**WORK TO BE COMPLETED**
Copy the lines below exactly. No picture goes into the copy.

**DATA SHOWN**
####

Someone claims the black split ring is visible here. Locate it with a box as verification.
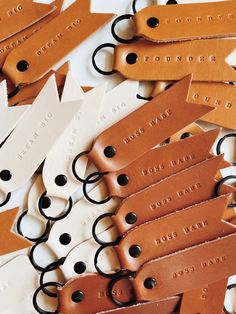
[216,176,236,208]
[16,210,51,242]
[216,133,236,166]
[0,192,11,207]
[33,282,63,314]
[72,151,90,183]
[83,172,112,205]
[132,0,156,14]
[38,191,73,222]
[108,271,136,307]
[92,43,117,76]
[92,213,118,246]
[29,238,49,272]
[111,14,140,44]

####

**SOLUTION TO THE EXERCISE**
Someone claims the black split ring is visible here. Locate it with a box as verification.
[216,176,236,208]
[16,210,51,242]
[216,133,236,166]
[0,192,11,207]
[33,282,63,314]
[72,151,90,183]
[83,172,112,205]
[132,0,156,14]
[38,191,73,222]
[108,271,136,307]
[92,43,117,76]
[92,213,118,246]
[29,238,49,272]
[111,14,140,44]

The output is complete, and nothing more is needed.